▶ [TRY IT]
Report all lines of the records that contain "clicks".

▶ [DATA EXCERPTS]
[Start of section]
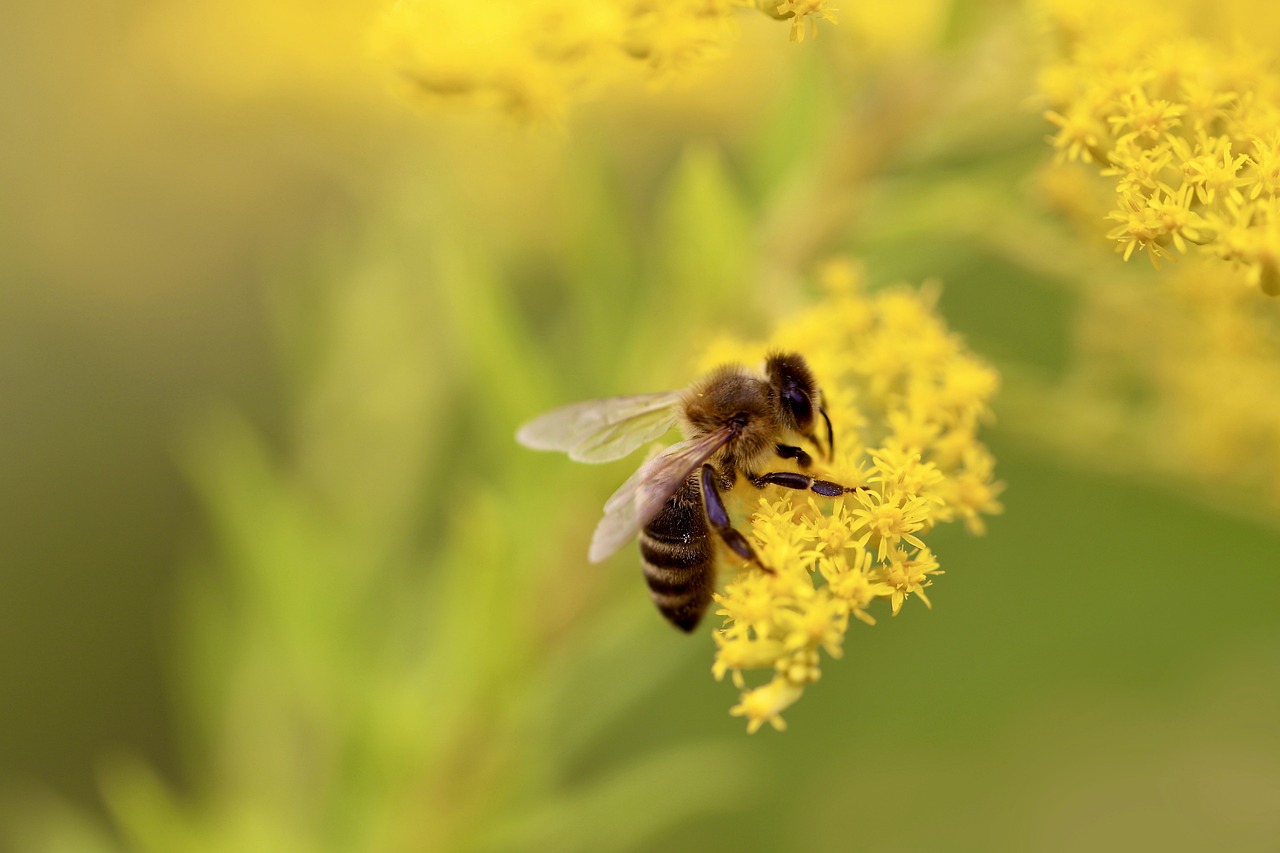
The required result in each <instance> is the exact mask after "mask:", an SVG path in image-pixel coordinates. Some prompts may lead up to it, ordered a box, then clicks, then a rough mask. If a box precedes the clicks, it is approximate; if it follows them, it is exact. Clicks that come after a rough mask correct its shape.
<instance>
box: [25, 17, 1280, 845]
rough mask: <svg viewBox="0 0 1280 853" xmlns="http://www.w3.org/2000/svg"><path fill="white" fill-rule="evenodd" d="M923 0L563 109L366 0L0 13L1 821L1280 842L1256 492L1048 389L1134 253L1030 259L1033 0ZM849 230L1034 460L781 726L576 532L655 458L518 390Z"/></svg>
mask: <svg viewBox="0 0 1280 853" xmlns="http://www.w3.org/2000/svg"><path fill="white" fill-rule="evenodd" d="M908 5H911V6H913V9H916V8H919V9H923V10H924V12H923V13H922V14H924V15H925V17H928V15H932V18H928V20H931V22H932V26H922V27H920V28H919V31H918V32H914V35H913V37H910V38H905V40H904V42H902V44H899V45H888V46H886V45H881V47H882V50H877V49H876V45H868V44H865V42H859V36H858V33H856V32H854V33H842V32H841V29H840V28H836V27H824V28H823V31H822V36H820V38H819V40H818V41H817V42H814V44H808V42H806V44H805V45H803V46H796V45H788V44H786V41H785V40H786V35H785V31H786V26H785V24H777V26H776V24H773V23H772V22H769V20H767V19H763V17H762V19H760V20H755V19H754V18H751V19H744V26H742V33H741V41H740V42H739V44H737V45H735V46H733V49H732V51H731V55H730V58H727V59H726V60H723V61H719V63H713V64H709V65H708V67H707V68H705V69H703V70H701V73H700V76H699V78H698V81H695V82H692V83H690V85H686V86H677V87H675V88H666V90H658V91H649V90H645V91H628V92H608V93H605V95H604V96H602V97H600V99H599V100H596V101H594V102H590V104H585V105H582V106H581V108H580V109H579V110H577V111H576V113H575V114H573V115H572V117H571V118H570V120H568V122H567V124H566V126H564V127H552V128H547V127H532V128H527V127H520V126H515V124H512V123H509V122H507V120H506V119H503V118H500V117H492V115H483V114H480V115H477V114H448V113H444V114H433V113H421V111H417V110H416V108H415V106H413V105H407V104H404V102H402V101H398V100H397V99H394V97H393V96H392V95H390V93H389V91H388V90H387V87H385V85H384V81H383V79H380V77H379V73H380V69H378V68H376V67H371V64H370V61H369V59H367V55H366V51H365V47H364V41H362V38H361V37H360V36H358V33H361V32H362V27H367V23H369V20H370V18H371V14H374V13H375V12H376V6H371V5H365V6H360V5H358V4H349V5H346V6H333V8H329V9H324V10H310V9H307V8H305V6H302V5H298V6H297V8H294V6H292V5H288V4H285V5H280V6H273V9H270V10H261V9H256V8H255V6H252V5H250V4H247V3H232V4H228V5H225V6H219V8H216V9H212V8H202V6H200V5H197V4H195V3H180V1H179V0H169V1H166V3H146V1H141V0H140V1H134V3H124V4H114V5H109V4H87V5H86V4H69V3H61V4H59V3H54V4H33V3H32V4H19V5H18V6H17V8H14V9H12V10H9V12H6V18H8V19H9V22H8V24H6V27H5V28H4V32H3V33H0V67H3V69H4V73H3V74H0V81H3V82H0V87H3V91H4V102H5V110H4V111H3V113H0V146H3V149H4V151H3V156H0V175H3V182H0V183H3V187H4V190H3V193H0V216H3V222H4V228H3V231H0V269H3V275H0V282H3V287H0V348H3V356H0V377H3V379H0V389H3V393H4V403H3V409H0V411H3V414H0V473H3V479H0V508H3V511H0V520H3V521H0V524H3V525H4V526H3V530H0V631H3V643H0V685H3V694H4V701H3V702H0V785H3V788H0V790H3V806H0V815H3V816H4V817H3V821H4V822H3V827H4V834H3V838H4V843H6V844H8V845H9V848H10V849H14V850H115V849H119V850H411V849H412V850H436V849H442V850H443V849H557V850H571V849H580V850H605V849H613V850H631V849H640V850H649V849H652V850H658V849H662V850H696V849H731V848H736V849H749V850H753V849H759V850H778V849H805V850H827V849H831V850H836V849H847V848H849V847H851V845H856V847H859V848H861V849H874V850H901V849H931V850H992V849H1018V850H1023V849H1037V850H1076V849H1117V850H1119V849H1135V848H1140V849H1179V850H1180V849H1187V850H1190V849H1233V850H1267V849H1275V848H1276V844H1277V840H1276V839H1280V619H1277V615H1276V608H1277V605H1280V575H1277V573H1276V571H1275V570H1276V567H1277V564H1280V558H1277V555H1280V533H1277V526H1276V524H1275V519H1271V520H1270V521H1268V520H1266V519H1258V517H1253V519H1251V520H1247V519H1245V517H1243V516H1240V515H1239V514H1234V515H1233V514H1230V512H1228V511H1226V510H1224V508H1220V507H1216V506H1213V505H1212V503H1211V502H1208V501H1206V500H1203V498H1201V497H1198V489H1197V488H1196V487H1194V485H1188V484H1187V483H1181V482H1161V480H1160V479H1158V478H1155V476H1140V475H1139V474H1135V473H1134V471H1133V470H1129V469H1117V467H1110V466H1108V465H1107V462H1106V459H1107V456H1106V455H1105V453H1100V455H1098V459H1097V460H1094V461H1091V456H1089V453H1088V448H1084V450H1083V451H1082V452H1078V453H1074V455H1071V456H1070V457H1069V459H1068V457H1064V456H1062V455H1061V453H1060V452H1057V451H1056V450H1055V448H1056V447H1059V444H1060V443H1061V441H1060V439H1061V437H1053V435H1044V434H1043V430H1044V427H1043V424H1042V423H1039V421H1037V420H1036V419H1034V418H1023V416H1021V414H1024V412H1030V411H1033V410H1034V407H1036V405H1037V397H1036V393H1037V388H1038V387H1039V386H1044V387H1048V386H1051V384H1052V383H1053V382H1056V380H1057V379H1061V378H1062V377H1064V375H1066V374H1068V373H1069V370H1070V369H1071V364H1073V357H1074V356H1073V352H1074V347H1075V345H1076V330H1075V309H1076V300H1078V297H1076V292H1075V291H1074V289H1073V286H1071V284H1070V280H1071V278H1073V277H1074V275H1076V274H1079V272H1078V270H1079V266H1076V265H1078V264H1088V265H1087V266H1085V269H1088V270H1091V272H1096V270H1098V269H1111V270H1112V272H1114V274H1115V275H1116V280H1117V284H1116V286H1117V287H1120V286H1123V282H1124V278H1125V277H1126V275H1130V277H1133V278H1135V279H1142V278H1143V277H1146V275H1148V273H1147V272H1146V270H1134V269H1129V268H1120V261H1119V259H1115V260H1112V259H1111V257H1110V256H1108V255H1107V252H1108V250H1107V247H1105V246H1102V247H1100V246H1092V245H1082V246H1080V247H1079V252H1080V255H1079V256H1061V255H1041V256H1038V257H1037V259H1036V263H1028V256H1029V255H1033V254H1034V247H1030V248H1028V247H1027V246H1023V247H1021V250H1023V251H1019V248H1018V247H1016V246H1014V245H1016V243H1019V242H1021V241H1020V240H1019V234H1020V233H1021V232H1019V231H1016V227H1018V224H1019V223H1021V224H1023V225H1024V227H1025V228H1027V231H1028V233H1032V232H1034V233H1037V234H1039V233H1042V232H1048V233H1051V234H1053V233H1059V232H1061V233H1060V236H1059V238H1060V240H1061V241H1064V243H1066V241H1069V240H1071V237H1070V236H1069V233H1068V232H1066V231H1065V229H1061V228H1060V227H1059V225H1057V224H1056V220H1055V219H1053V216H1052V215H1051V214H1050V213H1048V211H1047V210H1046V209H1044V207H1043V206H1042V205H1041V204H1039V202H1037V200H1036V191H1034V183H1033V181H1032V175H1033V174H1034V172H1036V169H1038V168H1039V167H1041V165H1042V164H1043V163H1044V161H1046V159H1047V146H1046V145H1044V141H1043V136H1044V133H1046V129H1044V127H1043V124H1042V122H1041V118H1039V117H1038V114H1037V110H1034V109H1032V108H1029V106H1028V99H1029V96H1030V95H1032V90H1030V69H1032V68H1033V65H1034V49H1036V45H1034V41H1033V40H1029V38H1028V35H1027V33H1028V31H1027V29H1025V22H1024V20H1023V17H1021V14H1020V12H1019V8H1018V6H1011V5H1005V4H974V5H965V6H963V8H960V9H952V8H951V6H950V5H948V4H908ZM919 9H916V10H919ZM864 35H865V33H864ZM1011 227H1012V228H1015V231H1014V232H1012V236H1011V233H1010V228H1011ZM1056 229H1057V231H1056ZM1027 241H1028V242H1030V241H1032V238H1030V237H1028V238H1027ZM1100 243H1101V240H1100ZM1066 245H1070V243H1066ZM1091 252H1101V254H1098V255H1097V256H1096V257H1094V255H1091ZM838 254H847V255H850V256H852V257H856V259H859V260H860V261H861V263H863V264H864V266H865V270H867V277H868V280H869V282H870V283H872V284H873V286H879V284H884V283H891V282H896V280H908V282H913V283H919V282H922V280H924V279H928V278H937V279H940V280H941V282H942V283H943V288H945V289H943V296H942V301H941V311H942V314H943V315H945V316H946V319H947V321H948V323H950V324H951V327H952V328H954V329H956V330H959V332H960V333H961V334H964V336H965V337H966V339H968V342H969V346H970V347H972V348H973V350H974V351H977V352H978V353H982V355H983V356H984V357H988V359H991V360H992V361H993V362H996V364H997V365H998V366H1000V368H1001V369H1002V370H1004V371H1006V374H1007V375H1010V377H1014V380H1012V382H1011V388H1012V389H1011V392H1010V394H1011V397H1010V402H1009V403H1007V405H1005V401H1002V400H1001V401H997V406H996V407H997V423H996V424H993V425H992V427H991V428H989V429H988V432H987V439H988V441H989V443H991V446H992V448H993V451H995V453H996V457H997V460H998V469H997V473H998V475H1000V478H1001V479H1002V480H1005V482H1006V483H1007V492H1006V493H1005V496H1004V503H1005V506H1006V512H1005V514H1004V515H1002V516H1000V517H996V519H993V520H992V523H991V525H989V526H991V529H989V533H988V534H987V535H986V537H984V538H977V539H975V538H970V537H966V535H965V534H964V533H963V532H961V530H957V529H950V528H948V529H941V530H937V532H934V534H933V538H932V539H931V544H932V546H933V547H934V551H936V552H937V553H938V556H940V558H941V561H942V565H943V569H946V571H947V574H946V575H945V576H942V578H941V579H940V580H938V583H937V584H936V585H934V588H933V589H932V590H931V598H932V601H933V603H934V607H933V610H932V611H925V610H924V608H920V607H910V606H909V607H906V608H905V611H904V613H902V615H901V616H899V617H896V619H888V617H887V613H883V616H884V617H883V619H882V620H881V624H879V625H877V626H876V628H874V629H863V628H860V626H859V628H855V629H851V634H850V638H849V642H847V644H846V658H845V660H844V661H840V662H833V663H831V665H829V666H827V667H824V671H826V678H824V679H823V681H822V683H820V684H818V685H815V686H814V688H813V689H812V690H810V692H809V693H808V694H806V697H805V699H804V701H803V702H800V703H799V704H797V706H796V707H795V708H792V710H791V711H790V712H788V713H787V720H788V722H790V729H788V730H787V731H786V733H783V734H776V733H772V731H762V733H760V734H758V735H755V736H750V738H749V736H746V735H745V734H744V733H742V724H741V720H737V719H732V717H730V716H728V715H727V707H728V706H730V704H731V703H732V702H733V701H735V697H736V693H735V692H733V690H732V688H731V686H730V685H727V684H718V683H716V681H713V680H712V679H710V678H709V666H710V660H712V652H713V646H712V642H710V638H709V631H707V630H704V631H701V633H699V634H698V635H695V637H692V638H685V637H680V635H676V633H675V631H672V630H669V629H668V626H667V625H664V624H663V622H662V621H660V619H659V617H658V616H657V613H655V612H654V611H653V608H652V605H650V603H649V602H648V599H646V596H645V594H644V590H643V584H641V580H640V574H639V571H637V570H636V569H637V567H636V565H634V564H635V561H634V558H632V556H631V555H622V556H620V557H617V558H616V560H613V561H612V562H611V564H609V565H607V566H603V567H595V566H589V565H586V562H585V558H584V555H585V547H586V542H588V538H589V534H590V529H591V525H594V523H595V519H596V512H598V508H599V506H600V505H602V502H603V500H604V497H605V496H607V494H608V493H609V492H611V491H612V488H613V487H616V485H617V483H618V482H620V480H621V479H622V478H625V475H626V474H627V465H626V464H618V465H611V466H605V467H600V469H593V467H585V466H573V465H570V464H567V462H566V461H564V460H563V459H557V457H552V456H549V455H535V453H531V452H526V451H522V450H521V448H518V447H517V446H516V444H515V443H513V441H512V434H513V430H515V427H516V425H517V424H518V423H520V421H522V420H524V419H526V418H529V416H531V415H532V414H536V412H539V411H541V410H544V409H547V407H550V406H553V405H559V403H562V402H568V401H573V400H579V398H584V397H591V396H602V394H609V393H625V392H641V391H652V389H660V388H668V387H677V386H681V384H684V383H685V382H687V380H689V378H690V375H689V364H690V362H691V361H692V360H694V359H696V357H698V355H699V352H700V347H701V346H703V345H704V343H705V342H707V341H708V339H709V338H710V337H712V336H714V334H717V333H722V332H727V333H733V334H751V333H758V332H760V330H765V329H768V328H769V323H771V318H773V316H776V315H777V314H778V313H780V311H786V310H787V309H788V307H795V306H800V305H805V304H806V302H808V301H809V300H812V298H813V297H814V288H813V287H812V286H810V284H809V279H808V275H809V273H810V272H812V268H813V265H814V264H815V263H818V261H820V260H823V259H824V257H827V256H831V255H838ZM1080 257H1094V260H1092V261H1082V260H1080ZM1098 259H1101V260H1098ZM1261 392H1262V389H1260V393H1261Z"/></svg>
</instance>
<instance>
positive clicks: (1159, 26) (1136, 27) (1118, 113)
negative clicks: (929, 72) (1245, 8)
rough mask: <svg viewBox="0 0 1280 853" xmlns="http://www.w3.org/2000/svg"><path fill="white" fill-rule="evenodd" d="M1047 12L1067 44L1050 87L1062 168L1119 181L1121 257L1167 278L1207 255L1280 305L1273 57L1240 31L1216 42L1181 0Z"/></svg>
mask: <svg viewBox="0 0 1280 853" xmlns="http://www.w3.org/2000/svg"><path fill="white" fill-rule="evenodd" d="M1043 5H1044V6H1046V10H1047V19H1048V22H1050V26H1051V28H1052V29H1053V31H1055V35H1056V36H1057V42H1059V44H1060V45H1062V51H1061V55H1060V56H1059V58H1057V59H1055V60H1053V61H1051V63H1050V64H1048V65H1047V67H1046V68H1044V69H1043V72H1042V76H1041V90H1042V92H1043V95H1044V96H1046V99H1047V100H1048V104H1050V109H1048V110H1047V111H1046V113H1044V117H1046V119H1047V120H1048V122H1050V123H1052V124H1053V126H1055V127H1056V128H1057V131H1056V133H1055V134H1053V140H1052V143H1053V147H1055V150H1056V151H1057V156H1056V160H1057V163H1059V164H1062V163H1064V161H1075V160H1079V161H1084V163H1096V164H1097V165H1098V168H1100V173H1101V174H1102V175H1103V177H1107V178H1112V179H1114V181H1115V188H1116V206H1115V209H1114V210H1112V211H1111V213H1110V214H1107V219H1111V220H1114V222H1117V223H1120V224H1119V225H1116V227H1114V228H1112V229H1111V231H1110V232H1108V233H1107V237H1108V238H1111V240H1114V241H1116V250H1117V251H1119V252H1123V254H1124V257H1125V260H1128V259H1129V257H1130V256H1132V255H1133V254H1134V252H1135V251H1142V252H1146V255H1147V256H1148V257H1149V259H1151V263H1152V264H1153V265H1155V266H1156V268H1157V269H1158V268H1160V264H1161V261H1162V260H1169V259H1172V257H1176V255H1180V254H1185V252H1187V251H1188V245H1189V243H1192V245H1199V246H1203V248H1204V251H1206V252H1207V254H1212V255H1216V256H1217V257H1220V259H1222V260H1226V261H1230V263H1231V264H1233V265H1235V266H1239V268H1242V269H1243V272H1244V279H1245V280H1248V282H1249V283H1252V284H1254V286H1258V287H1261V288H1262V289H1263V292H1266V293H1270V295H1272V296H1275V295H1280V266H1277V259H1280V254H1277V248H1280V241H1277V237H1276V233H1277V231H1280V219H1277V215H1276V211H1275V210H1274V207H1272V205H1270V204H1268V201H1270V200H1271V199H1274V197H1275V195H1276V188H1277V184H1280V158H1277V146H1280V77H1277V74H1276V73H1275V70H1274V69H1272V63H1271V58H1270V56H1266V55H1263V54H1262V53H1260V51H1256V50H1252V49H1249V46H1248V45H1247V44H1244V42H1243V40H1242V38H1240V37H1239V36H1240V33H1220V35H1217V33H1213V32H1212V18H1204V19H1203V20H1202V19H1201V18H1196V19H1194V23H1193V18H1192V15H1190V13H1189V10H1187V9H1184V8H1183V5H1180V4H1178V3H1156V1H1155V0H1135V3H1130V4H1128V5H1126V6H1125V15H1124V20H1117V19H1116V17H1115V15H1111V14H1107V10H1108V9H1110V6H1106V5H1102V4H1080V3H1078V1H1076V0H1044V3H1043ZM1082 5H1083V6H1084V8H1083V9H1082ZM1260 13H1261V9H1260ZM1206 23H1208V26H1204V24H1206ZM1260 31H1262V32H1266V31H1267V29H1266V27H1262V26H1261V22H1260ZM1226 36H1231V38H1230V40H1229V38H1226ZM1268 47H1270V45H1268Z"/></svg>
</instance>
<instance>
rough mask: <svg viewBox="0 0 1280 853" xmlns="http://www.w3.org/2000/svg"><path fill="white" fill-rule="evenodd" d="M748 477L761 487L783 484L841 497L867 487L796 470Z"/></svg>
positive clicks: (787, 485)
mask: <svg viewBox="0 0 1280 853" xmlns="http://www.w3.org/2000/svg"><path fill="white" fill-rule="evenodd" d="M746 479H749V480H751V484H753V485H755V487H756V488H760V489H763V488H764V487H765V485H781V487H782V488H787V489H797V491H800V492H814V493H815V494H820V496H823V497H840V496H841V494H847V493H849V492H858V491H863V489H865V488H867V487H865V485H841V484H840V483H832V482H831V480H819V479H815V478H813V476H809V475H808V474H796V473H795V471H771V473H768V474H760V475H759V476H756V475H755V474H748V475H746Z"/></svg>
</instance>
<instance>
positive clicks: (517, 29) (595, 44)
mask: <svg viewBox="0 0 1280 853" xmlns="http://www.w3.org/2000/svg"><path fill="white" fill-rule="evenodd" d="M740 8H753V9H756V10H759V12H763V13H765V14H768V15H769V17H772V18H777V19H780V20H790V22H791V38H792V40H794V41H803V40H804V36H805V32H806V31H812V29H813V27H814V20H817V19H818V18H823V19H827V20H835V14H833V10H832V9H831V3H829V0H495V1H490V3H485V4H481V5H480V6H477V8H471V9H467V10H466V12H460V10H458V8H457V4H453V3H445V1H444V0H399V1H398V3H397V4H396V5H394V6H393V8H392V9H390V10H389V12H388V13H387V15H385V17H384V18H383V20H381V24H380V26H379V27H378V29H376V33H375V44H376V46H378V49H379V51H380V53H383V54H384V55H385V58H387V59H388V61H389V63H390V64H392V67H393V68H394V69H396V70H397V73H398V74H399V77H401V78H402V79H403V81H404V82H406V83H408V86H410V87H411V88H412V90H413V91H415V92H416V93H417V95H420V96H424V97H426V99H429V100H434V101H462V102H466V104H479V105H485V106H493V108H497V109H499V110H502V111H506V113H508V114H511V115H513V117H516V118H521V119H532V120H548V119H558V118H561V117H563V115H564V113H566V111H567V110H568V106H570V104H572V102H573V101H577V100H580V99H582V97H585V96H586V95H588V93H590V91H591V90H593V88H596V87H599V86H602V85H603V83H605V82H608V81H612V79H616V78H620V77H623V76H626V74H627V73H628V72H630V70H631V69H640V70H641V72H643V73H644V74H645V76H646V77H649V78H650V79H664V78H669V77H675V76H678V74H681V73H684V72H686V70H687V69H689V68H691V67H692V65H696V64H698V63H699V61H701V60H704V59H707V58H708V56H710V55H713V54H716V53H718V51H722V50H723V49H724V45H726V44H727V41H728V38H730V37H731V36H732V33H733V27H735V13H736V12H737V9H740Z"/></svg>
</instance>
[End of section]
▶ [OUTPUT BELOW]
The required result in each <instance> is the exact mask after "mask:", an SVG path in image-pixel coordinates. Some prompts may lead up to it, ordered a box, then clicks, then a rough mask. If a box precedes the clicks, it is approximate; if it follows them, it is exact. Clicks that come after a rough mask correct its shape.
positive clicks: (1159, 26) (1136, 27) (1118, 113)
negative clicks: (929, 72) (1245, 8)
positive clicks: (787, 485)
positive clicks: (517, 29) (595, 44)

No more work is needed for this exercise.